> What you should do: Extract every entry word for word.

[A run of records]
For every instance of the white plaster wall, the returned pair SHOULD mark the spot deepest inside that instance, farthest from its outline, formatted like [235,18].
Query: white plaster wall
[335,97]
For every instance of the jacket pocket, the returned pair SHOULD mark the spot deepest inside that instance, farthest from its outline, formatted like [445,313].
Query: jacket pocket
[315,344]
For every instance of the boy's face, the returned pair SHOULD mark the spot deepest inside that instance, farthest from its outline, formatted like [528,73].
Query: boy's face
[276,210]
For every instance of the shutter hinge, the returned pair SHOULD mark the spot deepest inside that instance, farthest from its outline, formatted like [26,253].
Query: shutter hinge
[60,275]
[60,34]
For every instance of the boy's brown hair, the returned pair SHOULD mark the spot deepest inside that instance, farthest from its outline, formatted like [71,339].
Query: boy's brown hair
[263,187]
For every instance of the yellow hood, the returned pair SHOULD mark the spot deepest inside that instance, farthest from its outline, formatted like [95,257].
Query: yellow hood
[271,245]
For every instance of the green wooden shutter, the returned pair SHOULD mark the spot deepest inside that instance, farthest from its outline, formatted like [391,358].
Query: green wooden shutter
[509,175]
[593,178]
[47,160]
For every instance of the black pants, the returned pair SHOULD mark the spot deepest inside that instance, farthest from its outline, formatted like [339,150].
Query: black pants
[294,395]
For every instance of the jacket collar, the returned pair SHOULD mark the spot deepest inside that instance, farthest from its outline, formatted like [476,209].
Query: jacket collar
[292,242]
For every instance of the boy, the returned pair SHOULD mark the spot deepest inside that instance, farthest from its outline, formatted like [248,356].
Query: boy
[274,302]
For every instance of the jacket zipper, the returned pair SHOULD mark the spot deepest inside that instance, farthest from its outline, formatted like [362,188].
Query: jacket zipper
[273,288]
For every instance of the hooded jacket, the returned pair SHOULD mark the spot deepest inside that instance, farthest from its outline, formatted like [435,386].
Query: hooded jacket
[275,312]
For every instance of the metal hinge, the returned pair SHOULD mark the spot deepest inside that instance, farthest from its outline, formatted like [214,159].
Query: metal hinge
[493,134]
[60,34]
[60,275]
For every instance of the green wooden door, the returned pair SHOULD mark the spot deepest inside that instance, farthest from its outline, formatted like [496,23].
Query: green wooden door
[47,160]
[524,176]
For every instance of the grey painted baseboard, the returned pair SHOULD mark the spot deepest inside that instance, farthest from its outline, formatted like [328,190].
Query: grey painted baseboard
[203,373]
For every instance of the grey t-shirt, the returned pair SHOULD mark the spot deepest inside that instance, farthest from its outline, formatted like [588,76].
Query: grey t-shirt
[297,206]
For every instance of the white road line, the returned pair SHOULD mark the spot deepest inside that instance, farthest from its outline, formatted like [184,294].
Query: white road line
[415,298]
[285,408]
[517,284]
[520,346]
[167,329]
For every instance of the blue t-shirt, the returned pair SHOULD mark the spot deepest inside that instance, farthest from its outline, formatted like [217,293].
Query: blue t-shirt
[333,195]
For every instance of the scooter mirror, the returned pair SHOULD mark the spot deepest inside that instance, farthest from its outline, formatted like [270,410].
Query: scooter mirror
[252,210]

> The completed task:
For every instance of the white plaster wall, the returned pair SHOULD mark the spot deepest inside that instance, farthest from its outline, formatted like [235,18].
Query: white plaster wall
[335,97]
For every instance of the jacket pocket, the returned pair SHOULD mark the spot deepest inside that instance, farthest from its outline, formatted like [445,313].
Query: jacket pocket
[315,344]
For every instance of the boy's face, the returned pair SHOULD mark the spot deepest inside that instance, farthest from its outline, formatted like [528,73].
Query: boy's face
[276,210]
For every instance of the shutter hinge, the returned pair SHOULD mark the spot deepest inside that instance, farthest from its outline, formatted like [26,253].
Query: shutter hinge
[60,275]
[60,34]
For every instance of the boy's brown hair, the returned pair SHOULD mark the spot deepest inside that instance, farthest from its outline, formatted like [71,339].
Query: boy's brown hair
[263,187]
For every instance of the yellow hood, the returned pair SHOULD mark the spot deepest inside that instance, farthest from its outline, formatted like [95,257].
Query: yellow hood
[271,245]
For every instance of the green wooden shutter, the returned pair SHOULD mark the spot deepest inside that instance, farthest from its outline, formatted like [391,358].
Query: green wooden shutter
[509,175]
[593,178]
[47,160]
For every instance of the black pants, the returned pair SHOULD mark the spot deepest inside that instance, farthest from its outline, formatted like [339,150].
Query: black pants
[294,395]
For every instance of the jacket collar, the returned pair SHOULD mark the spot deepest inside that instance, farthest from its outline, formatted like [476,209].
Query: jacket collar
[292,242]
For every instance of the boy, the returned pair SHOULD mark the spot deepest inside that instance, farthest from its outline, formatted like [248,356].
Query: boy
[274,302]
For every instance of the jacket zipper, the returned pair SHOULD mark the spot deepest inside that instance, farthest from its outline, formatted like [362,188].
Query: jacket zipper
[273,288]
For every instance of the hooded jacket, the returned pair SHOULD mark the spot deepest inside that instance, farthest from its outline, formatted like [435,386].
Query: hooded jacket
[275,312]
For every instance of the metal hinge, the returned pair SHOULD mark the spot deepest inside that instance, farthest from its outline, formatted like [214,159].
Query: metal hinge
[493,134]
[60,34]
[60,275]
For every instance of the green wooden door, the returned pair SHOULD mark the spot deepest inside that instance, farthest from its outline, formatted like [496,23].
Query: green wooden door
[47,160]
[524,176]
For every instance of the grey painted baseboard, the returned pair SHOULD mark the spot deepest inside that instance, farthest from its outline, formatted like [328,190].
Query: grey painted baseboard
[203,373]
For every instance of the grey t-shirt, the returned pair SHOULD mark the spot deepest inside that instance, farthest from its outline, formatted like [588,76].
Query: grey t-shirt
[297,206]
For every instance of the white road line, the returned pair SHOULD mark the spot deepest inside that instance, farthest from its outline, formatted like [184,294].
Query: white road line
[415,298]
[285,408]
[517,284]
[520,346]
[167,329]
For every instance of the blue t-shirt, the returned pair SHOULD mark the spot deepest inside that instance, farthest from its outline, formatted like [217,293].
Query: blue t-shirt
[333,195]
For every instance of the scooter mirror, the returned pair SHOULD mark the spot deepest inside that instance, farthest from its outline, formatted like [270,410].
Query: scooter mirror
[252,210]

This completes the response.